◆ TEXT PROVIDED:

###

I have a bunch of white cows that get docked at auction because of the American Angus Ass . I call them Charolais . Very good breed !!


----------



## Tx Jim (Jun 30, 2014)

snowball said:


> All I can say is good luck to them, It will be interesting to see what the American Angus Ass. thinks about it


It will be interesting to see if these "white Angus" sell for anything close to the $$$$$ per lb that black Angus sell for. I'll bet that extra lbs of gain of White Angus will bring several $$$$$ per lb LESS when sold at market time.


----------



## snowball (Feb 7, 2015)

with only 40 embryos it is going to take along time before we know much I don't think I will be around long enough to see herd's of " The Great White Hope " Also when Al Sharpton hears about this and get's the NAACP involved that will slow progress up LOL


----------



## Ray 54 (Aug 2, 2014)

I cannot say want breed is best but I will say the Black Angus breed has had the best promotion of any breed.Could be better than all the others put together.My country is on the dry side and lots of acres per cow so moderate frame size has been a plus.Herefords where dominant around here at least in numbers long before Angus and that is what I was raised with but almost all gone because of this Angus beef promotion.Watched several large weaner calf auctions last year only one draft of calves was straight Hereford.So the hamburger chains are going to have to give up there premium Black Angus burgers if this white Angus takes off.


----------



## snowball (Feb 7, 2015)

###

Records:

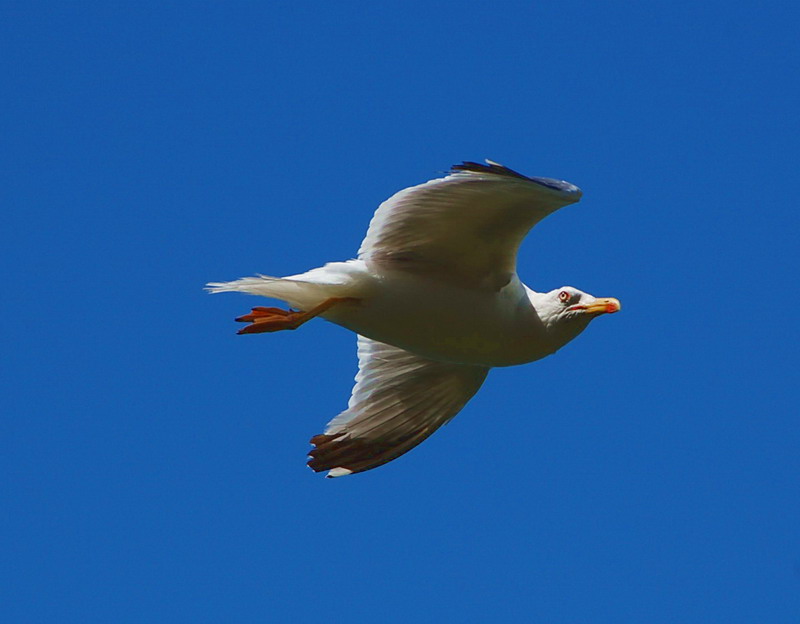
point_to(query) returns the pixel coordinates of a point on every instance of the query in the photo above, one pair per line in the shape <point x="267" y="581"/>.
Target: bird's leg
<point x="276" y="319"/>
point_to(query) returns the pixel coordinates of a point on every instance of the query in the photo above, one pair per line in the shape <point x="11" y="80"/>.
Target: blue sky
<point x="153" y="461"/>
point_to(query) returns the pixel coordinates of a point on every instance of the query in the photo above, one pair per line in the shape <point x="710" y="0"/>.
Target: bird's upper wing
<point x="399" y="400"/>
<point x="464" y="228"/>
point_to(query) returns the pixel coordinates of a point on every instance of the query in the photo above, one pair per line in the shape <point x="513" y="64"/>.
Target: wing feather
<point x="399" y="400"/>
<point x="465" y="227"/>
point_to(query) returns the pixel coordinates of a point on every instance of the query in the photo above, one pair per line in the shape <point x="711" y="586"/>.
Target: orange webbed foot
<point x="269" y="320"/>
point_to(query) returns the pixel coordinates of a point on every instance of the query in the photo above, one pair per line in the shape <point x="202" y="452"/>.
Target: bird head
<point x="566" y="311"/>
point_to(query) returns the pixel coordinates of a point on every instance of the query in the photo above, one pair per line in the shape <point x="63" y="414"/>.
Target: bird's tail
<point x="302" y="291"/>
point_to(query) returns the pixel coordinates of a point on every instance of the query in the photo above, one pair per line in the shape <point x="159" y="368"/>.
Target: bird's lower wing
<point x="399" y="400"/>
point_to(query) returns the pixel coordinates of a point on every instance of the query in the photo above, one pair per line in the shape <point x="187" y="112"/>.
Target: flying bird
<point x="436" y="302"/>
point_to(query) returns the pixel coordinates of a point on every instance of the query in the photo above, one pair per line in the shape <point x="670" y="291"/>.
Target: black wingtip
<point x="490" y="167"/>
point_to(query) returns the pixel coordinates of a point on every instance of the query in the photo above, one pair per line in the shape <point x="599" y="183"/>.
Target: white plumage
<point x="436" y="301"/>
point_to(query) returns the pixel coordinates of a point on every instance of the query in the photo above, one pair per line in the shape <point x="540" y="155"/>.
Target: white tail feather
<point x="302" y="291"/>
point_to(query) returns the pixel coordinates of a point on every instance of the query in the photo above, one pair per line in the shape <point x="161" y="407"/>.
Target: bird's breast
<point x="441" y="322"/>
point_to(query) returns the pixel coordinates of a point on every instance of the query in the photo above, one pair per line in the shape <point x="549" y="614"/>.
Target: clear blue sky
<point x="153" y="462"/>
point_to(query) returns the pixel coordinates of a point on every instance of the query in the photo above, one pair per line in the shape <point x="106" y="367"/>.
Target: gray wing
<point x="399" y="400"/>
<point x="465" y="228"/>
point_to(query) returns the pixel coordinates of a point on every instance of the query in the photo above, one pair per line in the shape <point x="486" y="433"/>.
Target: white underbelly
<point x="451" y="324"/>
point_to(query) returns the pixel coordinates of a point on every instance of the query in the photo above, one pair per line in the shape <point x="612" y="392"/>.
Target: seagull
<point x="436" y="302"/>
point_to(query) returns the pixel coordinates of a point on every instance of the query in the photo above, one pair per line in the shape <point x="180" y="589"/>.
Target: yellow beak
<point x="603" y="305"/>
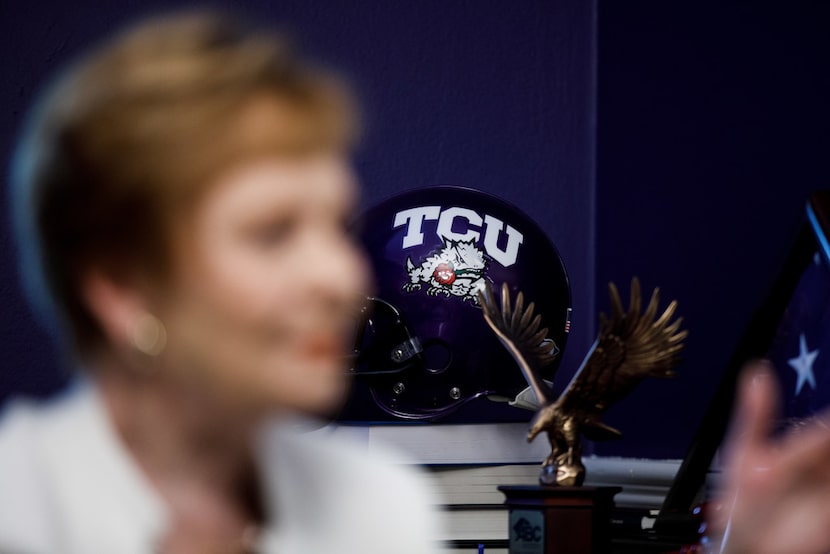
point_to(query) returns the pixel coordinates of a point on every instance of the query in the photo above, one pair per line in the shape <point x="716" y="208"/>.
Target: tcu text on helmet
<point x="460" y="224"/>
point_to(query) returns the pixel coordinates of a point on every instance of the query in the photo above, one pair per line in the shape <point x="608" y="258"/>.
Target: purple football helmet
<point x="423" y="349"/>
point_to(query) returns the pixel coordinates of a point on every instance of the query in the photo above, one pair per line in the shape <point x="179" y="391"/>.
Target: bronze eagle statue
<point x="631" y="346"/>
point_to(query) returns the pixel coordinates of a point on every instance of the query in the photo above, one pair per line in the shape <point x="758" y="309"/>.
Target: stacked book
<point x="467" y="462"/>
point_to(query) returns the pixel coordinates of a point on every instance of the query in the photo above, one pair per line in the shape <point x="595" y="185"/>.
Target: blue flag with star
<point x="801" y="348"/>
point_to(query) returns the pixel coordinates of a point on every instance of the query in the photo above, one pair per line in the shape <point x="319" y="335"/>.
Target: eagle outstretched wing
<point x="631" y="346"/>
<point x="522" y="335"/>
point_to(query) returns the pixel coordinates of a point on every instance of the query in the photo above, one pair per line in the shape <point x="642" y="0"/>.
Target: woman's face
<point x="266" y="286"/>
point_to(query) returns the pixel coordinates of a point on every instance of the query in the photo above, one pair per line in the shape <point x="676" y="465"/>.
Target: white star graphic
<point x="803" y="365"/>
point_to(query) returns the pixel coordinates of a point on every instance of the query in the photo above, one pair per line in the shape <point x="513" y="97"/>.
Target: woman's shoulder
<point x="373" y="499"/>
<point x="26" y="425"/>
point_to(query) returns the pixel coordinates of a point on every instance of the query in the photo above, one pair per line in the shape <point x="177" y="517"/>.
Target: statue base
<point x="559" y="520"/>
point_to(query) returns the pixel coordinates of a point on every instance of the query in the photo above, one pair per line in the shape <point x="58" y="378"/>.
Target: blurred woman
<point x="180" y="198"/>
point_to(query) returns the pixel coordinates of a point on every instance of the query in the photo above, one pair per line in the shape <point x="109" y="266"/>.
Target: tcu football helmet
<point x="423" y="349"/>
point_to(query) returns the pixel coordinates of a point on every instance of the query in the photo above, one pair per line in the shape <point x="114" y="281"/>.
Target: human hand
<point x="775" y="495"/>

###

◆ EXERCISE TASKS:
1/ Summarize the forum thread about white Angus cattle in two sentences.
2/ Answer these questions from the forum thread about white Angus cattle:
(a) What does the first poster call the white cows that get docked at auction?
(b) How many embryos does snowball mention?
(c) According to Ray 54, which breed was dominant in number in his area long before Angus?
3/ In the forum thread about white Angus cattle, swap "docked" for "discounted" and write out the text from "I have a bunch" to "(Jun 30, 2014)".
These records come from a separate source.

◆ OUTPUTS IN ORDER:
1/ In the thread, one poster bets that white Angus will bring several dollars per pound less than black Angus at market, and another says that with only 40 embryos it will take a long time to learn much. A third poster says Black Angus has had the best promotion of any breed and that Herefords, once dominant in number around his area, are almost gone because of Angus beef promotion.

2/
(a) Charolais
(b) 40
(c) Herefords

3/
I have a bunch of white cows that get discounted at auction because of the American Angus Ass . I call them Charolais . Very good breed !!


----------



## Tx Jim (Jun 30, 2014)